Goal of the exercise. Edit the rows from the line that contains "Question: In the picture above, for every instance of the crowd" through the line that contains "[(198, 135)]", replacing "bridge" with "overpass" and leaving everything else unchanged. Return only those lines.

(Object location annotation rows)
[start]
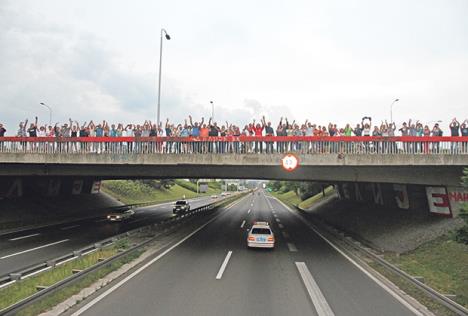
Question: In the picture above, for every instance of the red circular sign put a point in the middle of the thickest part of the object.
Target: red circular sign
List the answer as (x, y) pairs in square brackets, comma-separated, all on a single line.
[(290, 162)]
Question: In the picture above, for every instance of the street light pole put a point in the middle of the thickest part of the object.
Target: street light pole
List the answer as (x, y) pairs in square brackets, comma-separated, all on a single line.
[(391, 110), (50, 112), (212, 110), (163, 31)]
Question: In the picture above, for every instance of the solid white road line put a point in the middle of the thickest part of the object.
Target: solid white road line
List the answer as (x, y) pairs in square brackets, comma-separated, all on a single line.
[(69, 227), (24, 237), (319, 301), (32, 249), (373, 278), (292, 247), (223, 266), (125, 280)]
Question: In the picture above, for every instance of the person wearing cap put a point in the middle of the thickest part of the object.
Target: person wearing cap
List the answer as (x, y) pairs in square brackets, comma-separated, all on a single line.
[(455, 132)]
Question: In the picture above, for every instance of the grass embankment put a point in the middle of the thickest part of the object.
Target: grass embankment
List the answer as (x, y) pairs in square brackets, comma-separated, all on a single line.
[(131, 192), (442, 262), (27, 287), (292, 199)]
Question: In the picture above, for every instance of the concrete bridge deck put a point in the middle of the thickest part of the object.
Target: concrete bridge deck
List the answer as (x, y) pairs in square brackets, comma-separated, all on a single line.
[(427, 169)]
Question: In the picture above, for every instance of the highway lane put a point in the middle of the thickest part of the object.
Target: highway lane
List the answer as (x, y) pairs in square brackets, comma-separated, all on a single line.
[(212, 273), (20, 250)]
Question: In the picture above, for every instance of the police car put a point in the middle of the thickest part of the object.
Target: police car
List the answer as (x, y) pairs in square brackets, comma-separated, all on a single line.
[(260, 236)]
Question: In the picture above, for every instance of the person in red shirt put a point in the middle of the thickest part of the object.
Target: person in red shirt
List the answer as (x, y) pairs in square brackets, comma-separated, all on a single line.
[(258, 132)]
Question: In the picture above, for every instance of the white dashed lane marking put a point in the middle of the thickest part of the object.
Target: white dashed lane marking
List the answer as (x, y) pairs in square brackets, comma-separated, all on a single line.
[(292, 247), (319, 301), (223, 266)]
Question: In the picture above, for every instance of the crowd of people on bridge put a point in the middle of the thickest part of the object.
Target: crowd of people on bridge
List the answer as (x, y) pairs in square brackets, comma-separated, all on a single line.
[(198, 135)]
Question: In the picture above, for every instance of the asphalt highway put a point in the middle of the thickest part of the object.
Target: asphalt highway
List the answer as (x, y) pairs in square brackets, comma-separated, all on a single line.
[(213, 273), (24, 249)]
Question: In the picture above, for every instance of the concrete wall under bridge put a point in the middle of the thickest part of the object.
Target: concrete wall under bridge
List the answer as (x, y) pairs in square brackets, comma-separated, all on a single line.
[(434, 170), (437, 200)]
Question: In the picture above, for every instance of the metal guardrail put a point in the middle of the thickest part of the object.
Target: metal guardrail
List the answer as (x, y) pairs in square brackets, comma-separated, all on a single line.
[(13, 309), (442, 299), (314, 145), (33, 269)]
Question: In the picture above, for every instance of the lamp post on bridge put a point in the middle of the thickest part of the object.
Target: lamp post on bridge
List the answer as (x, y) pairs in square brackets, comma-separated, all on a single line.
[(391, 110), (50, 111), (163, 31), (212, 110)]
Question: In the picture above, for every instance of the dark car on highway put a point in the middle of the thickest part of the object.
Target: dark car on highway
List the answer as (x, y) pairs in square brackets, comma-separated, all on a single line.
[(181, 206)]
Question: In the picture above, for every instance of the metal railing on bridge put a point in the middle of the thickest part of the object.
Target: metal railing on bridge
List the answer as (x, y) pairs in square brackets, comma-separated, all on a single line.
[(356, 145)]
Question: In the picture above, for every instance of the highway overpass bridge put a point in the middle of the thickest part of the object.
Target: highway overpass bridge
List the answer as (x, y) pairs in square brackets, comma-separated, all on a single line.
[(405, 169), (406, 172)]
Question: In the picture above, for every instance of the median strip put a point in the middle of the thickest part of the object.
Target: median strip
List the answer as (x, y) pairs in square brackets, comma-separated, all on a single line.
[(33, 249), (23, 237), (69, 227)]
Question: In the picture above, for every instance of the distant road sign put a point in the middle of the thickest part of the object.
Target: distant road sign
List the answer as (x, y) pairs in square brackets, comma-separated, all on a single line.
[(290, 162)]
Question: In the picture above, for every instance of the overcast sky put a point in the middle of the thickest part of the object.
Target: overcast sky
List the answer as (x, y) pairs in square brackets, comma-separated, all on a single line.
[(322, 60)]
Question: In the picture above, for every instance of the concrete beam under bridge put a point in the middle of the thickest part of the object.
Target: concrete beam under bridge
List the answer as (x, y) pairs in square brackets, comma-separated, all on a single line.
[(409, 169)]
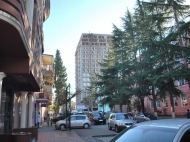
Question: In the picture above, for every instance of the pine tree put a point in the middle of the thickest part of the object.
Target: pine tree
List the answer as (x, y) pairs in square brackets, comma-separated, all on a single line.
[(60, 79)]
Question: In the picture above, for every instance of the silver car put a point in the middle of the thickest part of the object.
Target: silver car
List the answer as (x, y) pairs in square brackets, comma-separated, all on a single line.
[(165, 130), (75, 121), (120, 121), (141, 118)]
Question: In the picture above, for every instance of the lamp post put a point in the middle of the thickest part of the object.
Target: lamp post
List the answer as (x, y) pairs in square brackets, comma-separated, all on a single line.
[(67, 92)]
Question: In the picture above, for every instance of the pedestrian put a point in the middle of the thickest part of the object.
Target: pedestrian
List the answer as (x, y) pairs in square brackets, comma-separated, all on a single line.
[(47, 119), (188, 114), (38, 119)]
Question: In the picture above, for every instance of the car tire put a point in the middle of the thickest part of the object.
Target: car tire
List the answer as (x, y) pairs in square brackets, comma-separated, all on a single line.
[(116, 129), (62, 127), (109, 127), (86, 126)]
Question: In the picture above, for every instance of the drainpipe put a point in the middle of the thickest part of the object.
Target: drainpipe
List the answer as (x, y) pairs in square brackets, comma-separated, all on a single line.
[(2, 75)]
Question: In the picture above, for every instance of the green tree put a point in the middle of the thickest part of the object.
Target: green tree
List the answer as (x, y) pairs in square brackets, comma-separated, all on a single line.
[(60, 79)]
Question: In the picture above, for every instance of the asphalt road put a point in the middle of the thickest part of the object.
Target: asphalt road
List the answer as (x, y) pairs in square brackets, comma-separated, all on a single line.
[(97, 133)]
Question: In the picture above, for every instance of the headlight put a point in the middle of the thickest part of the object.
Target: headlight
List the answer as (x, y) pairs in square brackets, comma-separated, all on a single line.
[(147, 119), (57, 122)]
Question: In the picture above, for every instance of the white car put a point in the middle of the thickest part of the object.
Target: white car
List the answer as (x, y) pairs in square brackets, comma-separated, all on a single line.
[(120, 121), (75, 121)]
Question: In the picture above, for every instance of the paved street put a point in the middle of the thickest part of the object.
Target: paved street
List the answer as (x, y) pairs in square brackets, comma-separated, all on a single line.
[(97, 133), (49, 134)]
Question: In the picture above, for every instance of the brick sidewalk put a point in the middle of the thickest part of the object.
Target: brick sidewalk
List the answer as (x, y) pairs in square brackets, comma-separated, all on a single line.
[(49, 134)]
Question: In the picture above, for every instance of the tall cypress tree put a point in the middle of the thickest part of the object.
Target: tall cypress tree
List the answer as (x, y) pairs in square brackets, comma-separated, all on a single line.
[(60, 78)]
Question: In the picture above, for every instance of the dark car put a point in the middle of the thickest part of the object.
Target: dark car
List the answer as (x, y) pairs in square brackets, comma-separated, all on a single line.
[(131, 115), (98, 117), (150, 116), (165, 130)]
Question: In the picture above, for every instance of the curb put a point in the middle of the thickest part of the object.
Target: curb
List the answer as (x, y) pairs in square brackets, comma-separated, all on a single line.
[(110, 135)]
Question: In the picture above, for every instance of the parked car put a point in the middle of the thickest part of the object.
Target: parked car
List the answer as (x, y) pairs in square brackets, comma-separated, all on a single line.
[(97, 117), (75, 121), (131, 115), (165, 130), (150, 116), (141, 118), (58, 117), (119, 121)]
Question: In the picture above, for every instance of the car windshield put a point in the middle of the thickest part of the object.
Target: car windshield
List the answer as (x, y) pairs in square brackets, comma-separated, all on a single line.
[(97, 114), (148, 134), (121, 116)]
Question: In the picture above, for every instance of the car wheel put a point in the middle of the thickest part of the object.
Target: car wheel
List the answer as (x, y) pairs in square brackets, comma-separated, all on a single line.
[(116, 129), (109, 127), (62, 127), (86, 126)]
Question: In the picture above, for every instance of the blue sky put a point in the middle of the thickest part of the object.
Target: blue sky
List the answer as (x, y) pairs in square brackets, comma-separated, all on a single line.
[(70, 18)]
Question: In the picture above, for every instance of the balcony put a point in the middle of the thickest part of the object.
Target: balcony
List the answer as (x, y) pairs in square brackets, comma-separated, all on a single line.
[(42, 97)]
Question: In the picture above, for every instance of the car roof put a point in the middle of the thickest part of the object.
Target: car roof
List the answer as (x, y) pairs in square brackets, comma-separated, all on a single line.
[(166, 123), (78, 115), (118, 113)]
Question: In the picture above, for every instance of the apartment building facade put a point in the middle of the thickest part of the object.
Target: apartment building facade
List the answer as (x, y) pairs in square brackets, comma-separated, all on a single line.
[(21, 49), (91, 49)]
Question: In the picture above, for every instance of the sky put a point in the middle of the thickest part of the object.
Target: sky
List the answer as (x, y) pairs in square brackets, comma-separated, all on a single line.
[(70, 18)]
[end]
Output of the exercise.
Question: In the picture above, for every instance of the crowd of people on overpass put a point in the middle of the thickest part of the object.
Target: crowd of people on overpass
List the answer as (x, y) pairs in square brackets, comma-separated, all on a single line.
[(198, 135)]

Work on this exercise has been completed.